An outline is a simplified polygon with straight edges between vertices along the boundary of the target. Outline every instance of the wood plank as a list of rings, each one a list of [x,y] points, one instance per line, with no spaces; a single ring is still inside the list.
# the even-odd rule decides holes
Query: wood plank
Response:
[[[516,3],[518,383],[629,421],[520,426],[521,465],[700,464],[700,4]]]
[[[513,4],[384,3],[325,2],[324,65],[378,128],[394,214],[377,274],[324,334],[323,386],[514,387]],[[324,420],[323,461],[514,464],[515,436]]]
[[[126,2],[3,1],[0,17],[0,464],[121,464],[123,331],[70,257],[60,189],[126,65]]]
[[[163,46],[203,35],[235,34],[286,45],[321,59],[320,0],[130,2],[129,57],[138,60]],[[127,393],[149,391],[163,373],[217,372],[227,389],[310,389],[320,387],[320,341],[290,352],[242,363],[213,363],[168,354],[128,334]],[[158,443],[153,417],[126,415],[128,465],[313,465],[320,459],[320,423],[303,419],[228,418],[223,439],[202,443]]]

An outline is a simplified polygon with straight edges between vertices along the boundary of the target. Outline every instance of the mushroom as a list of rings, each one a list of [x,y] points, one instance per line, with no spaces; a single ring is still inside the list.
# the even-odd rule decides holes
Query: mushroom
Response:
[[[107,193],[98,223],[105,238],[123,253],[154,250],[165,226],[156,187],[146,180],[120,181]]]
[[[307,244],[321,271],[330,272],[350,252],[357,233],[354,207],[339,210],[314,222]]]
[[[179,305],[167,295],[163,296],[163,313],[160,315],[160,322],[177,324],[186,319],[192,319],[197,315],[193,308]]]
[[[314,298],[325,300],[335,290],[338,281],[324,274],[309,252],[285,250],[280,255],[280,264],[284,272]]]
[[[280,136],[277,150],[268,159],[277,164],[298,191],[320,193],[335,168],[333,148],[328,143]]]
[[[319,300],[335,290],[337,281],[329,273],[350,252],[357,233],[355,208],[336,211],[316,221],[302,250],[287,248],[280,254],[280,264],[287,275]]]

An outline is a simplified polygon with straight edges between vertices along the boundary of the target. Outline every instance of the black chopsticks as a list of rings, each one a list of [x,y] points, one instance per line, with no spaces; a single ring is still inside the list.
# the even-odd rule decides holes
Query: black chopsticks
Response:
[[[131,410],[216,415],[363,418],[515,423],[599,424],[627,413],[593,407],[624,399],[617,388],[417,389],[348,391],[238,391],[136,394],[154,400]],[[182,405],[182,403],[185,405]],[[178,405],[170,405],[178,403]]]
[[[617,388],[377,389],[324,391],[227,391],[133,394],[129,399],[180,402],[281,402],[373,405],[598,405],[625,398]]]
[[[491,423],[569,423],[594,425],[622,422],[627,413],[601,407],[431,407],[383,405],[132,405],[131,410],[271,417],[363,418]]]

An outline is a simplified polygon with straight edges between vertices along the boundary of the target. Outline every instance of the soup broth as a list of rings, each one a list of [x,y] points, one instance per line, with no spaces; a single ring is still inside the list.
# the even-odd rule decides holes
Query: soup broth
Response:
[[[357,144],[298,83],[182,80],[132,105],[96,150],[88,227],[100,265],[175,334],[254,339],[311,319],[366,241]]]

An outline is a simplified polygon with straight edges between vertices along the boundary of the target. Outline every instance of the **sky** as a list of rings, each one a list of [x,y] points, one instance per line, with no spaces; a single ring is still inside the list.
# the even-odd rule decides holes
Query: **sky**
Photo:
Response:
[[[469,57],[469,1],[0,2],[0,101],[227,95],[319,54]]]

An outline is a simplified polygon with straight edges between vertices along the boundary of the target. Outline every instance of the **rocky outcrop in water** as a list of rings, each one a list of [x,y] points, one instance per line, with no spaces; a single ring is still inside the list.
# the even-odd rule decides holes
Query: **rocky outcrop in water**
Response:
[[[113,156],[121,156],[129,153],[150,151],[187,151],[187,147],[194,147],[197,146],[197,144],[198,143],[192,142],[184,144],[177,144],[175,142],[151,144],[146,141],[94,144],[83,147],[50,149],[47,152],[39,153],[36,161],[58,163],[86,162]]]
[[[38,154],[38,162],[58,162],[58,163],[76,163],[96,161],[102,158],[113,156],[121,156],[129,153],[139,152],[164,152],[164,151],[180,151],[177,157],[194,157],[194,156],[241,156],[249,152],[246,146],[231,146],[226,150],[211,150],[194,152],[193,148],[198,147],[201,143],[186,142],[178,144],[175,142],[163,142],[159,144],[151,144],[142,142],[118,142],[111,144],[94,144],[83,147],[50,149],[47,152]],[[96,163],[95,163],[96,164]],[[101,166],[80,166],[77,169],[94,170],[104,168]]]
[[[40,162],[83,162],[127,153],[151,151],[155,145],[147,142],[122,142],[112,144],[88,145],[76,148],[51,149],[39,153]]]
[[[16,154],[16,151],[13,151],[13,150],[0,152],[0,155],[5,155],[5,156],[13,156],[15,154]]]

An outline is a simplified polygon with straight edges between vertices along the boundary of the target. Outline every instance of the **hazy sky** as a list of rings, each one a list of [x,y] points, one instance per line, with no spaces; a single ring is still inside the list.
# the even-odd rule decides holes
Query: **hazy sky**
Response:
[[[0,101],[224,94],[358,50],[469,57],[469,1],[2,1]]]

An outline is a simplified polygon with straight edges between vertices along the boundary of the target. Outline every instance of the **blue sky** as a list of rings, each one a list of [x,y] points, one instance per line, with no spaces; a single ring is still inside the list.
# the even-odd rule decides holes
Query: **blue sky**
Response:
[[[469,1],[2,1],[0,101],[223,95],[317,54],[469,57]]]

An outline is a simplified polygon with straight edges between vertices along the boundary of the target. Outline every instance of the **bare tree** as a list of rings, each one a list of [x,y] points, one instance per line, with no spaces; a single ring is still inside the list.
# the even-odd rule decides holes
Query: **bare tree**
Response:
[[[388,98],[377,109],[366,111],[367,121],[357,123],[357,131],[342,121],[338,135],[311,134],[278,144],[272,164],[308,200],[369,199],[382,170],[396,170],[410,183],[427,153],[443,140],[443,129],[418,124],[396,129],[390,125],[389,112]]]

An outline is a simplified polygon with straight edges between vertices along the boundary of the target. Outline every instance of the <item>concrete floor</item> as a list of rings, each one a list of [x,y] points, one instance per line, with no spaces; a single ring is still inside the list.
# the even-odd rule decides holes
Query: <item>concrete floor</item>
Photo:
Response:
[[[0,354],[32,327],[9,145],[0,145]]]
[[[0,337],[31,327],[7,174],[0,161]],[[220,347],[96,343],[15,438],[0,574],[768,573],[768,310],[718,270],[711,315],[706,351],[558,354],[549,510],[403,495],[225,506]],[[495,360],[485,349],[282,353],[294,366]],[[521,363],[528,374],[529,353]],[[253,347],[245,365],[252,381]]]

• • • •

#### What this task involves:
Your answer must be a single number: the count of lines in the data that contain the string "mushroom".

#### Task response:
2